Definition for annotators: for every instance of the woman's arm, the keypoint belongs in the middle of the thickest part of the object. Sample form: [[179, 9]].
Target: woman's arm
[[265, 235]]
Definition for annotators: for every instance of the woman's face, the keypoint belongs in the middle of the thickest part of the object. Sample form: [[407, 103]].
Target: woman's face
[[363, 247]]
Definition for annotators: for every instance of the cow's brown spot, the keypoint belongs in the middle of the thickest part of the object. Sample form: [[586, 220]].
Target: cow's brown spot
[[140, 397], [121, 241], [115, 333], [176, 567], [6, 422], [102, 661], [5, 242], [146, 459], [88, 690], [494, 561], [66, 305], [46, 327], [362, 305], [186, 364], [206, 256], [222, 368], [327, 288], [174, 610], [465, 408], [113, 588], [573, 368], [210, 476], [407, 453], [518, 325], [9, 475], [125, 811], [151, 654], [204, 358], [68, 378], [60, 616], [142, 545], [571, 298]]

● **Set exercise**
Copy out the full listing above, line by line, with no changes.

● **Completed task**
Definition for annotators: for every instance of the woman's arm, the keypoint belongs in the middle of the thickest part of the object. Sample form: [[179, 9]].
Target: woman's arm
[[265, 235]]
Definition for annotators: for every instance of the woman's face, the keypoint belongs in the middle of the thickest part of the object. Sample form: [[407, 103]].
Target: woman's face
[[363, 247]]
Definition for annotators: for every instance of the cow's brown spot, the keypoint belongs in the middle of the thickest part of the object. Sample form: [[586, 220]].
Target: cow's brown spot
[[140, 397], [121, 241], [115, 333], [176, 567], [6, 422], [102, 661], [5, 242], [146, 459], [88, 690], [494, 561], [66, 305], [46, 327], [362, 305], [186, 364], [206, 256], [222, 368], [327, 288], [174, 610], [465, 408], [113, 588], [573, 368], [210, 476], [407, 453], [518, 325], [9, 475], [125, 811], [151, 654], [204, 358], [68, 378], [60, 616], [142, 545], [571, 298]]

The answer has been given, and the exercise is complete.